* _Goal_
Exactly reproduce the lines beginning with the line that includes "Target: grey stone block" and ending with the last line of the data.

Records of labeled points:
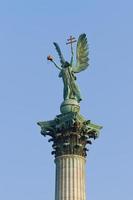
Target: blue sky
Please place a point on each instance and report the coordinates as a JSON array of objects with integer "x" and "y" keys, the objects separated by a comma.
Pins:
[{"x": 30, "y": 90}]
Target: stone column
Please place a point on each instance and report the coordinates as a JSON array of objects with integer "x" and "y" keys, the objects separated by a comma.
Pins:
[{"x": 70, "y": 177}]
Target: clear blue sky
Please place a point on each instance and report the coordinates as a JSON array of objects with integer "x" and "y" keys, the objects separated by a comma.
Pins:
[{"x": 31, "y": 91}]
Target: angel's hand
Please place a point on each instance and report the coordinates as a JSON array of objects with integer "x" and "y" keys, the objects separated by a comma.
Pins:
[{"x": 50, "y": 58}]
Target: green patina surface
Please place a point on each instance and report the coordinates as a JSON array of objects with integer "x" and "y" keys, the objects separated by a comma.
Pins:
[{"x": 70, "y": 132}]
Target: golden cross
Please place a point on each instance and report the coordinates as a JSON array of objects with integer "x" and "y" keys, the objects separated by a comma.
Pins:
[{"x": 71, "y": 40}]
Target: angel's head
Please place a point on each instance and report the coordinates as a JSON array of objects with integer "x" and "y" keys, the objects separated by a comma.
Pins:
[{"x": 66, "y": 64}]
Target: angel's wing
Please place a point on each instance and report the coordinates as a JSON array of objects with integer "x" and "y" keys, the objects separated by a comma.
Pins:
[
  {"x": 62, "y": 60},
  {"x": 81, "y": 54}
]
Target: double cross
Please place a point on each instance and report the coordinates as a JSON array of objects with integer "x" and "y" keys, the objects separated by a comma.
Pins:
[{"x": 71, "y": 40}]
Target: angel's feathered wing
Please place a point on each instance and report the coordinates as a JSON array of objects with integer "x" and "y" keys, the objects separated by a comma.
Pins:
[
  {"x": 62, "y": 60},
  {"x": 81, "y": 54}
]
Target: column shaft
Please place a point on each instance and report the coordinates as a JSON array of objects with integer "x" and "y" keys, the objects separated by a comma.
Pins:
[{"x": 70, "y": 178}]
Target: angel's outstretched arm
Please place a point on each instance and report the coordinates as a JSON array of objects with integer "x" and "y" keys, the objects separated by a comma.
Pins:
[
  {"x": 56, "y": 65},
  {"x": 51, "y": 59},
  {"x": 72, "y": 55}
]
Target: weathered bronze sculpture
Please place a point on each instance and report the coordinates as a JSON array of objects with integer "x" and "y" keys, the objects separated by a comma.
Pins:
[
  {"x": 70, "y": 131},
  {"x": 68, "y": 70}
]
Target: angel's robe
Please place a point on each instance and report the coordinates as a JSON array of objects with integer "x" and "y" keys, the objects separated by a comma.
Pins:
[{"x": 71, "y": 89}]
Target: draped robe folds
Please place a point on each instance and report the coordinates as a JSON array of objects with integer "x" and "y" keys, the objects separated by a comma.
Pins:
[{"x": 71, "y": 90}]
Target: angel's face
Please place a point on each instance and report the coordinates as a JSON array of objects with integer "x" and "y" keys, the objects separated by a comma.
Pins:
[{"x": 66, "y": 64}]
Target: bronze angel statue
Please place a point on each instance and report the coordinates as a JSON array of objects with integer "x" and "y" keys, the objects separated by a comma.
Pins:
[{"x": 68, "y": 69}]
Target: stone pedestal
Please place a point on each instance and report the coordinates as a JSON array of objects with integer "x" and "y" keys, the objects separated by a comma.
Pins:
[{"x": 70, "y": 178}]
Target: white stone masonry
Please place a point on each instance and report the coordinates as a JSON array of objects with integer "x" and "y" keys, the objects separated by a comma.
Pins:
[{"x": 70, "y": 178}]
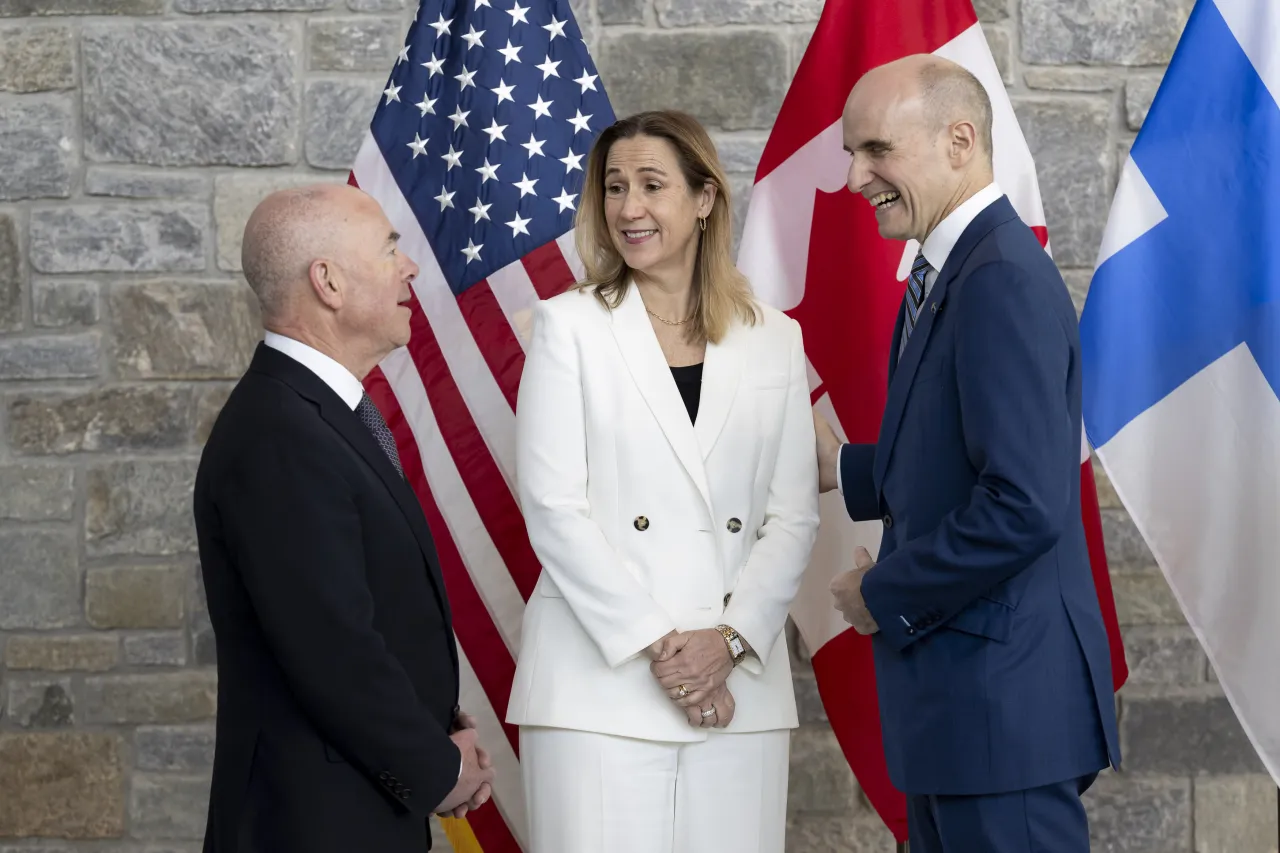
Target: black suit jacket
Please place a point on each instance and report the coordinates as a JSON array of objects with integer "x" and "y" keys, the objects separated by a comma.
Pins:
[{"x": 337, "y": 670}]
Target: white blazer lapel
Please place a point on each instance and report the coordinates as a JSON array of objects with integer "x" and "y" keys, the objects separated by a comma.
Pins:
[
  {"x": 722, "y": 369},
  {"x": 652, "y": 374}
]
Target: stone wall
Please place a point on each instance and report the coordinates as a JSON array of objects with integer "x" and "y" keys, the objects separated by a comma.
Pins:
[{"x": 136, "y": 136}]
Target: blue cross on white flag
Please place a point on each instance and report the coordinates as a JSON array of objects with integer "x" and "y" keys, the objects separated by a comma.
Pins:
[{"x": 1182, "y": 346}]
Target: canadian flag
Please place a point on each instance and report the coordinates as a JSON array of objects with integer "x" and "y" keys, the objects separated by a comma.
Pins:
[{"x": 812, "y": 249}]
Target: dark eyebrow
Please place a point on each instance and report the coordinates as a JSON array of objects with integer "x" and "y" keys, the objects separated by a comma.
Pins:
[{"x": 650, "y": 169}]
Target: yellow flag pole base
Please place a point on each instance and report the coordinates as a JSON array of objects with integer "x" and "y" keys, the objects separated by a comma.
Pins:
[{"x": 460, "y": 835}]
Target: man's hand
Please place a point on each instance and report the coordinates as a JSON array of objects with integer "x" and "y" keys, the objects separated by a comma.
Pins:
[
  {"x": 700, "y": 666},
  {"x": 475, "y": 783},
  {"x": 485, "y": 790},
  {"x": 828, "y": 454},
  {"x": 848, "y": 589},
  {"x": 723, "y": 705}
]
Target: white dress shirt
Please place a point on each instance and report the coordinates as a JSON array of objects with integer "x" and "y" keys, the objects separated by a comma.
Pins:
[
  {"x": 937, "y": 249},
  {"x": 333, "y": 374}
]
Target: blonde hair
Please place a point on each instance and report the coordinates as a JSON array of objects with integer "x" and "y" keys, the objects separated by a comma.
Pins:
[{"x": 720, "y": 292}]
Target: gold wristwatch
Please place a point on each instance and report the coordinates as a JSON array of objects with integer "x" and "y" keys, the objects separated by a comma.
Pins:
[{"x": 736, "y": 648}]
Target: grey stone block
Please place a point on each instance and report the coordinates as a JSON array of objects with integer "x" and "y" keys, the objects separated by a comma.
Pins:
[
  {"x": 152, "y": 698},
  {"x": 136, "y": 183},
  {"x": 36, "y": 149},
  {"x": 1001, "y": 45},
  {"x": 191, "y": 94},
  {"x": 355, "y": 44},
  {"x": 37, "y": 492},
  {"x": 1139, "y": 91},
  {"x": 155, "y": 649},
  {"x": 32, "y": 8},
  {"x": 40, "y": 587},
  {"x": 622, "y": 12},
  {"x": 1125, "y": 547},
  {"x": 119, "y": 238},
  {"x": 727, "y": 80},
  {"x": 1069, "y": 144},
  {"x": 104, "y": 419},
  {"x": 41, "y": 702},
  {"x": 184, "y": 331},
  {"x": 60, "y": 304},
  {"x": 72, "y": 356},
  {"x": 174, "y": 748},
  {"x": 1144, "y": 598},
  {"x": 1141, "y": 32},
  {"x": 1072, "y": 80},
  {"x": 1137, "y": 815},
  {"x": 197, "y": 7},
  {"x": 36, "y": 58},
  {"x": 682, "y": 13},
  {"x": 1235, "y": 815},
  {"x": 169, "y": 807},
  {"x": 140, "y": 507},
  {"x": 1164, "y": 656},
  {"x": 1184, "y": 733},
  {"x": 10, "y": 276},
  {"x": 338, "y": 115}
]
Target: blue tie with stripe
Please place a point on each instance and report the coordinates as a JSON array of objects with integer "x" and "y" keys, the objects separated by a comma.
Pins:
[{"x": 914, "y": 296}]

* _Result of this exercise_
Target: grey stone block
Please place a point on each instance and report the coordinates as a JSON array of objects with integer "x" and "y" keys, the objects separated by a comma.
Pins:
[
  {"x": 152, "y": 698},
  {"x": 136, "y": 183},
  {"x": 36, "y": 149},
  {"x": 1001, "y": 45},
  {"x": 191, "y": 94},
  {"x": 355, "y": 44},
  {"x": 37, "y": 492},
  {"x": 1139, "y": 91},
  {"x": 155, "y": 649},
  {"x": 32, "y": 8},
  {"x": 40, "y": 587},
  {"x": 622, "y": 12},
  {"x": 1125, "y": 547},
  {"x": 119, "y": 238},
  {"x": 727, "y": 80},
  {"x": 1069, "y": 144},
  {"x": 104, "y": 419},
  {"x": 41, "y": 702},
  {"x": 184, "y": 331},
  {"x": 60, "y": 304},
  {"x": 72, "y": 356},
  {"x": 174, "y": 748},
  {"x": 1144, "y": 598},
  {"x": 1141, "y": 32},
  {"x": 1072, "y": 80},
  {"x": 1137, "y": 815},
  {"x": 197, "y": 7},
  {"x": 36, "y": 58},
  {"x": 682, "y": 13},
  {"x": 1235, "y": 815},
  {"x": 169, "y": 807},
  {"x": 140, "y": 507},
  {"x": 1164, "y": 656},
  {"x": 1184, "y": 733},
  {"x": 10, "y": 276},
  {"x": 338, "y": 115}
]
Target: blue tie with stripe
Please place a point on each instance and report the coordinates as a JSON array of objects with integer "x" and "y" keys, the objects separated by a comma.
Pins:
[{"x": 914, "y": 296}]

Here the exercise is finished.